--- TASK TO CARRY OUT ---
Text only, exactly as given: reproduce the entries below without their pictures.

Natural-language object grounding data
BEGIN
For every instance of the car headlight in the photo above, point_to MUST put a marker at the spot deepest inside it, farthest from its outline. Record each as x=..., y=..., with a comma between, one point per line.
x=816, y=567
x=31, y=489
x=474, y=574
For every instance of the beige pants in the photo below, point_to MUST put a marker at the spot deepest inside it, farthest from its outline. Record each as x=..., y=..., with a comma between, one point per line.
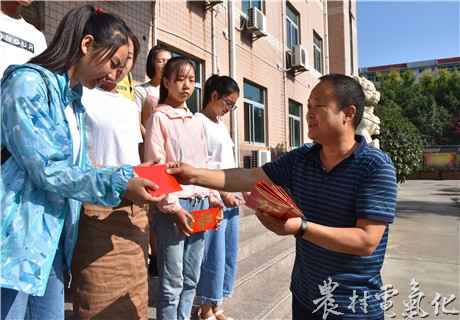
x=109, y=265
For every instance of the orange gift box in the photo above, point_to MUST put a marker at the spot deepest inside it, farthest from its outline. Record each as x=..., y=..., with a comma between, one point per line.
x=205, y=219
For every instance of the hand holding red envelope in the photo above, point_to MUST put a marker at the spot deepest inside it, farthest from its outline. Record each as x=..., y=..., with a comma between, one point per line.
x=272, y=200
x=166, y=183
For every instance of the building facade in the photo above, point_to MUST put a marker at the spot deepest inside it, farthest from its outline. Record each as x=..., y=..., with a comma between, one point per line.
x=275, y=50
x=419, y=68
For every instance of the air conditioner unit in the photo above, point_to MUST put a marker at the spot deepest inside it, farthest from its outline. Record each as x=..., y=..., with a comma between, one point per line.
x=257, y=22
x=260, y=157
x=299, y=58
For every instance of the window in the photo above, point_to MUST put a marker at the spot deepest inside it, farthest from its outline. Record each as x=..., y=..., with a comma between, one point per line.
x=292, y=27
x=318, y=52
x=295, y=124
x=194, y=102
x=254, y=114
x=245, y=4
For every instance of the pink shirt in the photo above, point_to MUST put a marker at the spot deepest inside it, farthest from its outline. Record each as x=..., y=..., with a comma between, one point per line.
x=175, y=136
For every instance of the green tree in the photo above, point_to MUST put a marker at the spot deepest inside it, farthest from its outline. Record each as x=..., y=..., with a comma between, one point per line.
x=400, y=139
x=431, y=104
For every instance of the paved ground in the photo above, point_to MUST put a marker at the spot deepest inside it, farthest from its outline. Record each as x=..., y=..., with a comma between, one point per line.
x=423, y=249
x=422, y=259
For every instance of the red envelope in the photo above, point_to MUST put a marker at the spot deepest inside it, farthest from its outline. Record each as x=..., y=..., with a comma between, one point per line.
x=166, y=183
x=204, y=219
x=272, y=200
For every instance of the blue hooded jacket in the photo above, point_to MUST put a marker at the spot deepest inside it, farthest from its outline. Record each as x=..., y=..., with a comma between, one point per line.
x=43, y=182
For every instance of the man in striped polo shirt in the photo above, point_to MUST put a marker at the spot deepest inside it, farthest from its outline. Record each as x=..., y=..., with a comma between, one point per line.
x=347, y=192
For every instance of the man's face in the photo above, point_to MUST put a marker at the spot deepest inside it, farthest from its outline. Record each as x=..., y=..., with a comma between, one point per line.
x=324, y=120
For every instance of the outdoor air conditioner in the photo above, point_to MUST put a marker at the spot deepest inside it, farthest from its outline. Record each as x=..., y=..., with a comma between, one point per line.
x=260, y=157
x=257, y=22
x=299, y=58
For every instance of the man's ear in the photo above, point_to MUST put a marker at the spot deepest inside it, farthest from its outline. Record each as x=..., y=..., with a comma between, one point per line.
x=86, y=43
x=349, y=113
x=215, y=95
x=166, y=82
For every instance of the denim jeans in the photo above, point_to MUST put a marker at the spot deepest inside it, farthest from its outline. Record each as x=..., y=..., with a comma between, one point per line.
x=20, y=305
x=179, y=263
x=218, y=269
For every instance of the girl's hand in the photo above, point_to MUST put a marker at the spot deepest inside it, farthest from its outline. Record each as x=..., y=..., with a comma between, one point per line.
x=137, y=191
x=180, y=219
x=231, y=200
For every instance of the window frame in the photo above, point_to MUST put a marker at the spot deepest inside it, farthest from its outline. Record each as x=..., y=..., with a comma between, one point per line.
x=292, y=40
x=251, y=106
x=317, y=52
x=293, y=120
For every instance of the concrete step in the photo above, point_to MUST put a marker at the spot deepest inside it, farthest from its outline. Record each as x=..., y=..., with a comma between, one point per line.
x=263, y=275
x=253, y=237
x=262, y=284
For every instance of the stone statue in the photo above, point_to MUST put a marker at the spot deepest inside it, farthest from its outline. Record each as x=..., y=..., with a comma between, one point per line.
x=370, y=125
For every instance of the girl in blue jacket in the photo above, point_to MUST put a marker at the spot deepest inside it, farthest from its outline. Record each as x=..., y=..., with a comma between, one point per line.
x=45, y=170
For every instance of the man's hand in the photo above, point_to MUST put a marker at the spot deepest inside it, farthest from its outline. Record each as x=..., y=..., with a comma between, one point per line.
x=279, y=226
x=184, y=173
x=137, y=191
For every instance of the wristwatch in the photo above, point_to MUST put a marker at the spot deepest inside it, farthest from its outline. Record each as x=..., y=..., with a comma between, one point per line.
x=302, y=229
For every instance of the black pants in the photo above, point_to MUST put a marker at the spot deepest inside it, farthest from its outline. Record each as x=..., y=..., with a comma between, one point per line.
x=300, y=313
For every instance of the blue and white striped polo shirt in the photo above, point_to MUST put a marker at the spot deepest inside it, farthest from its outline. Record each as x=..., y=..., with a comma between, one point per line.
x=362, y=186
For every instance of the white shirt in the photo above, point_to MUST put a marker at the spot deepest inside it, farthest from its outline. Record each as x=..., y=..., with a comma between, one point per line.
x=112, y=128
x=219, y=143
x=19, y=41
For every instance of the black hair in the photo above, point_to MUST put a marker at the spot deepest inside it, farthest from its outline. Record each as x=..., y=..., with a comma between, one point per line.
x=178, y=65
x=108, y=30
x=348, y=92
x=150, y=64
x=223, y=85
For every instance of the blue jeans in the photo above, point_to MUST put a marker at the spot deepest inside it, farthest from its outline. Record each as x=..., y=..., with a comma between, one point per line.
x=218, y=269
x=20, y=305
x=179, y=263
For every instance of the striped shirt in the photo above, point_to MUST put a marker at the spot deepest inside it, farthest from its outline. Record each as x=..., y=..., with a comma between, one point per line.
x=362, y=186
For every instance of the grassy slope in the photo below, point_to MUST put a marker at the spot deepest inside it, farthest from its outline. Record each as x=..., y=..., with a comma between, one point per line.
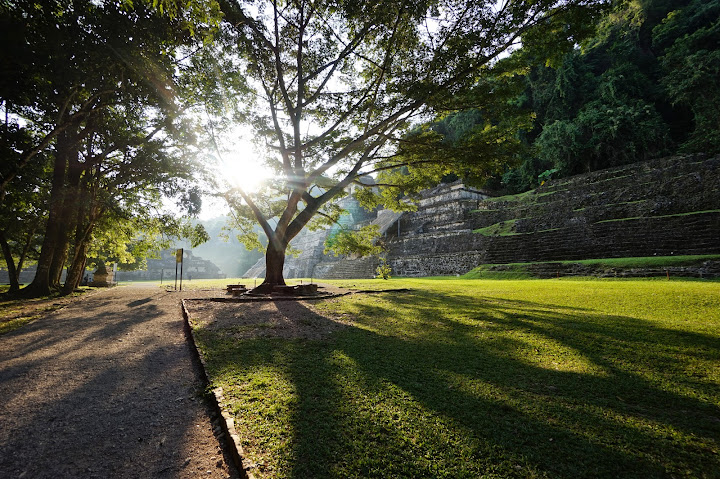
x=462, y=378
x=520, y=270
END
--- COMPLETED EXERCISE ---
For every instance of the car headlight in the photo above, point_to MUST put a marker at the spot deepest inside it, farthest from its outline. Record each as x=..., y=..., with a comma between, one point per line.
x=816, y=567
x=31, y=489
x=474, y=574
For every instance of the beige pants in the photo below, point_to MUST put a marker at the spot deepest inside it, farthest from its outline. Record each as x=..., y=..., with a comma between, one point per line.
x=109, y=265
For every instance of the orange gift box in the photo above, point_to MUST put a marker at the spot deepest inside it, farthest from its outline. Record each as x=..., y=..., with a comma between, one point per line.
x=205, y=219
For every instance of the hand holding red envelope in the photo above, point_to MUST put a marker at the spot deepest inside it, farthest from its outline. Record each as x=..., y=..., with a comma between, one point per line.
x=272, y=200
x=166, y=183
For every instance of the building facade in the photo above, point_to MUST put a marker at the spot deepest inside it, farthest from its outline. Record each as x=..., y=..., with a comma between, one point per line.
x=275, y=50
x=419, y=68
For every instance of the air conditioner unit in the photo above, point_to MUST put a marker at the spot deepest inside it, farthest from its outline. Record each as x=..., y=..., with a comma between, one point per line.
x=257, y=22
x=260, y=157
x=299, y=58
For every instance of the window in the photo above, point_to MUST put a marker at the spot deepest inside it, farthest from its outline. Record each as x=..., y=..., with a comma between, one point per line.
x=292, y=27
x=318, y=52
x=295, y=124
x=194, y=102
x=254, y=114
x=245, y=4
For every instance of the pink shirt in the photo above, point_to MUST put a marker at the spot deepest inside it, farthest from its outline. Record each as x=..., y=..., with a comma between, one point per line.
x=175, y=136
For every instance of the green tree in the photo above, point_to MUST put a marker at the spot deepest inside it, farthest from its outline. Record each as x=..., y=..., with a comma between, one point per line.
x=400, y=139
x=431, y=104
For every instance of the paved ground in the photo above, point_to MUST put a marker at the spot deepest inside it, farthest from its outline. Record each as x=..., y=..., with a comma between, one point per line.
x=423, y=249
x=422, y=259
For every instance of the red envelope in the photo above, point_to MUST put a marker at the spot deepest inside it, farthest from its outline. Record each as x=..., y=..., with a comma between, one point per line.
x=166, y=183
x=204, y=219
x=272, y=200
For every instance of the blue hooded jacket in the photo above, point_to MUST put a marker at the spot deepest inside it, farthest from its outline. Record each as x=..., y=..., with a comma between, one point per line.
x=43, y=182
For every instance of the man in striped polo shirt in the photo above, point_to MUST put a marker at the spot deepest inside it, farthest from its outline. Record each as x=..., y=..., with a comma between, one point per line.
x=347, y=192
For every instance of the man's face in the photo above, point_to MUST put a marker at the spot deepest inside it, farthest from its outline. Record each as x=..., y=..., with a comma between, one point per line.
x=324, y=120
For every instance of the outdoor air conditioner in the photo above, point_to MUST put a marker at the spot deepest inside it, farthest from its outline. Record each as x=..., y=..., with a comma between, one point per line.
x=260, y=157
x=257, y=22
x=299, y=58
For every instance of the man's ear in the photo above, point_to MUST put a marker at the spot deepest inside it, farthest from its outline. Record each as x=..., y=..., with a comma between, one point per line.
x=86, y=43
x=349, y=113
x=215, y=95
x=166, y=82
For every instance of the denim jeans in the photo above, point_to MUST put a marker at the spot deepest inside it, farthest from its outline. Record each as x=..., y=..., with a comma between, one point per line.
x=20, y=305
x=179, y=263
x=218, y=269
For every instance of the girl's hand in the photo above, point_to MUST put a marker at the spot deepest inside it, farthest from its outline. Record each as x=..., y=..., with a comma between, one point per line.
x=137, y=191
x=180, y=219
x=231, y=200
For every instance of the window frame in the photo above, point_to MUST put a marker at the spot deepest inside it, farthest from its outline. Record each as x=..., y=..., with a comma between, one point per line.
x=292, y=40
x=251, y=106
x=317, y=52
x=293, y=120
For every instance of the concrete step in the photo above, point_to MUST put a marker at the spot deepest inside it, farthest from its outline. Record each as x=..., y=..., with a comma between, one point per line.
x=263, y=275
x=253, y=237
x=262, y=284
For every instance of the stone statue in the photo above, point_to MUST put a marker at the spot deepest inside it, farthest from its outline. Record each as x=..., y=..., with a comma between, one point per line.
x=370, y=125
For every instance of the girl in blue jacket in the photo above, point_to MUST put a marker at the spot deepest inside it, farthest from its outline. Record each as x=..., y=..., with a comma between, one point per line.
x=45, y=170
For every instance of the man's hand in the photo above, point_to MUST put a marker at the spot deepest inside it, farthest from its outline. Record each as x=..., y=..., with a comma between, one point per line.
x=279, y=226
x=184, y=173
x=137, y=191
For every instance of the wristwatch in the photo above, point_to MUST put a marker at the spot deepest inside it, farthest from its outline. Record each as x=..., y=..., with a comma between, one point per line.
x=302, y=229
For every instance of the black pants in the photo above, point_to MUST put a marker at the spot deepest inside it, farthest from its outline. Record each as x=..., y=..., with a comma between, one point per line.
x=300, y=313
For every instance of the blue and white striped polo shirt in the photo above, point_to MUST put a marker at the spot deepest inside it, farthest from its outline. Record each as x=..., y=..., with a comma between, one point per line.
x=362, y=186
For every instance of the white shirt in the photo above, point_to MUST put a marker at the spot deepest inside it, farthest from its outline. Record each as x=..., y=..., with a comma between, one point per line.
x=112, y=128
x=219, y=143
x=19, y=41
For every instance of the black hair in the photo above, point_to MUST put a marker at the spot deepest inside it, farthest from its outline. Record each as x=..., y=..., with a comma between, one point per line.
x=178, y=65
x=108, y=30
x=348, y=92
x=150, y=64
x=223, y=85
For every instance of the blue jeans in the photo above, point_to MUST put a marker at the spot deepest inside it, farthest from its outline. Record each as x=..., y=..., with a comma between, one point per line.
x=218, y=269
x=20, y=305
x=179, y=263
For every instance of the striped shirt in the photo above, point_to MUST put a marker at the spot deepest inside it, farthest from its outline. Record each as x=..., y=..., with a comma between, one point per line.
x=362, y=186
For every instance of the grassy slope in the photo below, point_to MUST put a marker at the spot deepest inside it, farthest from its outline. Record each as x=..., y=..., with a comma between, one point per line.
x=462, y=378
x=520, y=270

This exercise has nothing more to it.